→ **RECORDS FOR PROCESSING**:
-- begin --

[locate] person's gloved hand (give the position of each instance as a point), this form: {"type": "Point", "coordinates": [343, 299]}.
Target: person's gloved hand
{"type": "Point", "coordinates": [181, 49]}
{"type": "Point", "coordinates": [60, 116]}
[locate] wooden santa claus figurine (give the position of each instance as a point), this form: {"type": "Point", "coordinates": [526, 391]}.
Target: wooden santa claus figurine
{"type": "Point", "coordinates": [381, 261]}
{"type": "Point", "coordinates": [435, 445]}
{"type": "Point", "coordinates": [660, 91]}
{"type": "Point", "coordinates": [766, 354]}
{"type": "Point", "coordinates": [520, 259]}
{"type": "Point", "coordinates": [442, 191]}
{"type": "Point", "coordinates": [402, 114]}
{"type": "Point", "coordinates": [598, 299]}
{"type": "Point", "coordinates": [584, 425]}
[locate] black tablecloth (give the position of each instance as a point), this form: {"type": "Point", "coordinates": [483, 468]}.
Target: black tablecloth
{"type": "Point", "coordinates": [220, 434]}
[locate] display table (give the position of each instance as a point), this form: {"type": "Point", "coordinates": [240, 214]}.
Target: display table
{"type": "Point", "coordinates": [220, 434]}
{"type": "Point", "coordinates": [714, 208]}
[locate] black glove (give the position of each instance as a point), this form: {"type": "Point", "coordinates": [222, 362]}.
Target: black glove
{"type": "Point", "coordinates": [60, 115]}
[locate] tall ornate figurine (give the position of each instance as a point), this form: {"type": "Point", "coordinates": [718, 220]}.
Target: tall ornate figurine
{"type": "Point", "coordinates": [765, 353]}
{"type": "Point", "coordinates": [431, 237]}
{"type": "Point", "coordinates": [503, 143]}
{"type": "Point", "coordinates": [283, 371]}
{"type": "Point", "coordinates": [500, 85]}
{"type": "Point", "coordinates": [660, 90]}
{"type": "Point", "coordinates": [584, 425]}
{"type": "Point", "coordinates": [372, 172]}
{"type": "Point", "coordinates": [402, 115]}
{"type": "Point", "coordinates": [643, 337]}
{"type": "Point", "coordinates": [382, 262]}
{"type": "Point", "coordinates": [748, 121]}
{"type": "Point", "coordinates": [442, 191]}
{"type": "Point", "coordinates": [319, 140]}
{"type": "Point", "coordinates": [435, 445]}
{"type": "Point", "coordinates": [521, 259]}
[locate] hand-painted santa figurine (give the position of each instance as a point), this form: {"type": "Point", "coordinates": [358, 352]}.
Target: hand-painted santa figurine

-- end --
-- begin --

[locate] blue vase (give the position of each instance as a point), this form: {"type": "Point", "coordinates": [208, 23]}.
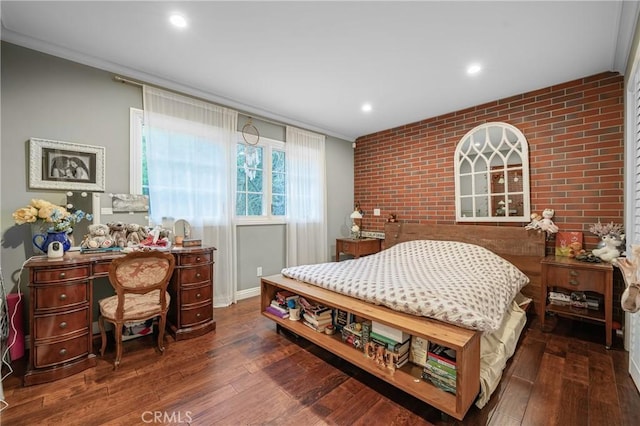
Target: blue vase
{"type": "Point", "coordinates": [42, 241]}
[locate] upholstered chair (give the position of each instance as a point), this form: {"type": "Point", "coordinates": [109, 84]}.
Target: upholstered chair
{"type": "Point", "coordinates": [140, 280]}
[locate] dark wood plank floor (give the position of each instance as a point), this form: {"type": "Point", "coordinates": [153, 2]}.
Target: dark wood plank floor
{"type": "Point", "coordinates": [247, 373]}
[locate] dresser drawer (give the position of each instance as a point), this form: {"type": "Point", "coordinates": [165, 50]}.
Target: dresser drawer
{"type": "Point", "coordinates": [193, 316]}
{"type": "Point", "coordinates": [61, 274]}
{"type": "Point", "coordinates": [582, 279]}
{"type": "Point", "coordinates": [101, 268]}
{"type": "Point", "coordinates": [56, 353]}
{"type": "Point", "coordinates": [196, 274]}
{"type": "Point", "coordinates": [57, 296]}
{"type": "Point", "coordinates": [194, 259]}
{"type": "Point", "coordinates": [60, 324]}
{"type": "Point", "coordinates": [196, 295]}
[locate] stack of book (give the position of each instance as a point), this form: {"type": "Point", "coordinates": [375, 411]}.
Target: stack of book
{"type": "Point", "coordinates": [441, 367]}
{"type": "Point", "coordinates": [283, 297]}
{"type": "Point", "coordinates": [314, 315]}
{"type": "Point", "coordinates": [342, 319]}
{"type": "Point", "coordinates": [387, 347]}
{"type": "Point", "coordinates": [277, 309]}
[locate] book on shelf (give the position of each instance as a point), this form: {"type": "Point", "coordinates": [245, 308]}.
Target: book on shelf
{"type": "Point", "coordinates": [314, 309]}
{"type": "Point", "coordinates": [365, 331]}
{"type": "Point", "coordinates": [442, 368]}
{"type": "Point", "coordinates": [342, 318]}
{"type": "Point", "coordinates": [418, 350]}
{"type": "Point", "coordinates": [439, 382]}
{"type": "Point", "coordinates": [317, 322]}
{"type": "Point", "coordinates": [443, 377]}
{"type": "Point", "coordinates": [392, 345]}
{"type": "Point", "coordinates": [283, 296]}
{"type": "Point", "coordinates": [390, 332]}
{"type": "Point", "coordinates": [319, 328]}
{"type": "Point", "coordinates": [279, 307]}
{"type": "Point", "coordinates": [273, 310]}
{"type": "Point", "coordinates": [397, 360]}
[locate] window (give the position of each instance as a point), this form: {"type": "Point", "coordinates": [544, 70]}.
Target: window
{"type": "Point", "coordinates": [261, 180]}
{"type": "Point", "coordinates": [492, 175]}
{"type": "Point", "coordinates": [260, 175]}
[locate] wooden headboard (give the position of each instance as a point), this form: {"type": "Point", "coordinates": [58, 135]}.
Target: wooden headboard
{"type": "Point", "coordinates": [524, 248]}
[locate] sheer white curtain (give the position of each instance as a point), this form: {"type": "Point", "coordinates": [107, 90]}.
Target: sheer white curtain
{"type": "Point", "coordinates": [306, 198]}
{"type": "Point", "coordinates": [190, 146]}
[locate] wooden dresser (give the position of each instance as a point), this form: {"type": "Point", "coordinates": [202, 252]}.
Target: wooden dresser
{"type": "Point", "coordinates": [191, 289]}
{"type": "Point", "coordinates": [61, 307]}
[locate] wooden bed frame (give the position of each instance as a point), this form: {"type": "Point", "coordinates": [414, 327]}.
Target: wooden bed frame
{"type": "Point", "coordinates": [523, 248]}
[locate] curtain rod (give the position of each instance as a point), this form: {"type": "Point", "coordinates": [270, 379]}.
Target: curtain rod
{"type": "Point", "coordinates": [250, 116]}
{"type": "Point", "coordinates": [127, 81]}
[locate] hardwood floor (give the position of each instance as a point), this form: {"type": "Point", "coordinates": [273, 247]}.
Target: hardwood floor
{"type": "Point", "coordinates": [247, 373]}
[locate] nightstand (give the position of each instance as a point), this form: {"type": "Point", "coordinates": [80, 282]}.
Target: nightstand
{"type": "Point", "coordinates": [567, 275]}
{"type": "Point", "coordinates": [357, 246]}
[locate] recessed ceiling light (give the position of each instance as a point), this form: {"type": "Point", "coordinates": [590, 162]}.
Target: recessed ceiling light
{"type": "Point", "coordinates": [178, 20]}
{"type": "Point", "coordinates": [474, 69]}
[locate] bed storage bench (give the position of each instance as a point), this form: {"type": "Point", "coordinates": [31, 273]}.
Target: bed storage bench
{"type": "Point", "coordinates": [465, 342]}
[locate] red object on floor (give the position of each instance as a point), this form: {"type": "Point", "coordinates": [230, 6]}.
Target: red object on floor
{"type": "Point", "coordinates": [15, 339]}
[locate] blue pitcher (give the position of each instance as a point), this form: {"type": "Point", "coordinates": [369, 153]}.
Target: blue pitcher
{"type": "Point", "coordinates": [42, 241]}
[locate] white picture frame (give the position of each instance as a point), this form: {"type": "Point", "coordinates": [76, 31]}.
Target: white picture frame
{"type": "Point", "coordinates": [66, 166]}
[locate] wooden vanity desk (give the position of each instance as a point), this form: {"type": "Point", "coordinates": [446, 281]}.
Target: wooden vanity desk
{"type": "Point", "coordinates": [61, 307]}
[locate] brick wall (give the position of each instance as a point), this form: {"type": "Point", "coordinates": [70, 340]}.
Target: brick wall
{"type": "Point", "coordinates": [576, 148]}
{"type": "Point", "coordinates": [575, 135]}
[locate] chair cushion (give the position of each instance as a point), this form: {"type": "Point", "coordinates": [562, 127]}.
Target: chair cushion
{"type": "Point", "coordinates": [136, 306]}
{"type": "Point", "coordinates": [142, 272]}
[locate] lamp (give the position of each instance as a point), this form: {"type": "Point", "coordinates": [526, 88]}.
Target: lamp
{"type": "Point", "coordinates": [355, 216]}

-- end --

→ **SHORT PROBLEM**: Extract every line in the records above that contains the word "dresser", copying each one in full.

→ **OUTPUT FOR THIS TASK**:
[locate] dresser drawer (give the position of each instance as a point), this form: {"type": "Point", "coordinates": [165, 50]}.
Target: dresser drawer
[locate] wooden dresser (give the position of each instance as a point), this form: {"type": "Point", "coordinates": [202, 252]}.
Target: wooden dresser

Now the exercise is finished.